◆ Reading text
——————

Zack Snyder's Batman v Superman: Dawn of Justice finally arrived in theaters last week, and as always, fans are throwing around hyperbolic statements galore, declaring it either the best or the worst Superman movie ever. The latter group has been much more vocal, and some are even petitioning to have Snyder removed as director of the upcoming Justice League.
But hold on. Let's fly up to the top of the nearest skyscraper and get a little perspective. Was it (and its predecessor Man of Steel) really that bad? Even if you feel it was not good, Superman still has over 75 years of history behind him; that means a whole lot of stories from different eras. And yes, we're pretty confident that this dirty dozen is worse than anything Snyder has ever had to offer. Here are the 12 Worst Superman Stories of All Time.
Ending a larger arc where Superman's powers were already kind of weird (he could be either an electrical being in a containment suit or a normal human), one of his enemies split him into two beings, blue and red, who had the same powers, the same Clark Kent identity, and most awkwardly, the same marriage to Lois Lane. Blue was reason and Red was emotion, but they were both such jerks that Lois ended up kicking them out of the house until they could reunite somehow, and that was when the super-stalkers of two worlds showed up to fight over both.

——————

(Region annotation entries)
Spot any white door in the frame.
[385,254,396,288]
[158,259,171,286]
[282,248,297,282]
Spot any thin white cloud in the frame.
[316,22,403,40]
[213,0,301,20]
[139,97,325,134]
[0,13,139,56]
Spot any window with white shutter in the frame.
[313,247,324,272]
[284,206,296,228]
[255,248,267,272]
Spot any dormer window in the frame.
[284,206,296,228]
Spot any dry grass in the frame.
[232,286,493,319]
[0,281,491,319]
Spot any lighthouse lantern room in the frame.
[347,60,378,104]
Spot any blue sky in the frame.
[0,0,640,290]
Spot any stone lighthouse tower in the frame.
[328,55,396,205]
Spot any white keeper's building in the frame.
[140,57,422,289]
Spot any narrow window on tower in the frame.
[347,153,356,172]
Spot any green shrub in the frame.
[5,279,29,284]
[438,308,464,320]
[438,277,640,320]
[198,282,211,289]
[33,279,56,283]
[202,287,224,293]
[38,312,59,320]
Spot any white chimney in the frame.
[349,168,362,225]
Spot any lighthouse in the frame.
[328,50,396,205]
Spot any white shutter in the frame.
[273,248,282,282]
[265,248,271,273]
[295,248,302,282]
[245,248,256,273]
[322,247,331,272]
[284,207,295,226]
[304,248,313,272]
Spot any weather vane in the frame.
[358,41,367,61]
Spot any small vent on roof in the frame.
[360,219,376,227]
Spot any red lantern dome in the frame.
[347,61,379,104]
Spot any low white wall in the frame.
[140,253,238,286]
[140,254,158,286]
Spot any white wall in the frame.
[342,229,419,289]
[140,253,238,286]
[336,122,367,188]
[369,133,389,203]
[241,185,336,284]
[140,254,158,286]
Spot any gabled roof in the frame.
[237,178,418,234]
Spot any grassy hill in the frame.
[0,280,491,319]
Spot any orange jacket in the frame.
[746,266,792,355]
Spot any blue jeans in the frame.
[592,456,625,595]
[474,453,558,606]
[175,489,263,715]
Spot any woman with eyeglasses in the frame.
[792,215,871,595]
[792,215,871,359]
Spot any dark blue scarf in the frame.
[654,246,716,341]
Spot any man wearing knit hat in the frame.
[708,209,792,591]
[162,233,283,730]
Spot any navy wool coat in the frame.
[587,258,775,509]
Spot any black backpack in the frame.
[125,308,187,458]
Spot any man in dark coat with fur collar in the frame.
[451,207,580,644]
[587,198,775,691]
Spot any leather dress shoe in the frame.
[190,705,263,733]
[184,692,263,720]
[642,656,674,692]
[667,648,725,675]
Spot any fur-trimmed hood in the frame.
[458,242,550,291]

——————

◆ To do
[a] Reproduce everything in the Superman article from "But hold on." down to "of All Time.".
[b] Do these statements agree with the Superman article? Answer yes or no for each, quoting the words that decide it. (i) Those who call the movie the worst Superman film have been more vocal than those who call it the best. (ii) Superman has over 100 years of history behind him. (iii) When Superman was split in two, Blue stood for emotion and Red for reason.
[c] According to the Superman article, whom are some fans petitioning to have removed as director of the upcoming Justice League?

◆ In response
[a]
But hold on. Let's fly up to the top of the nearest skyscraper and get a little perspective. Was it (and its predecessor Man of Steel) really that bad? Even if you feel it was not good, Superman still has over 75 years of history behind him; that means a whole lot of stories from different eras. And yes, we're pretty confident that this dirty dozen is worse than anything Snyder has ever had to offer. Here are the 12 Worst Superman Stories of All Time.

[b]
(i) Yes: "The latter group has been much more vocal"
(ii) No: "Superman still has over 75 years of history behind him"
(iii) No: "Blue was reason and Red was emotion"

[c] Zack Snyder.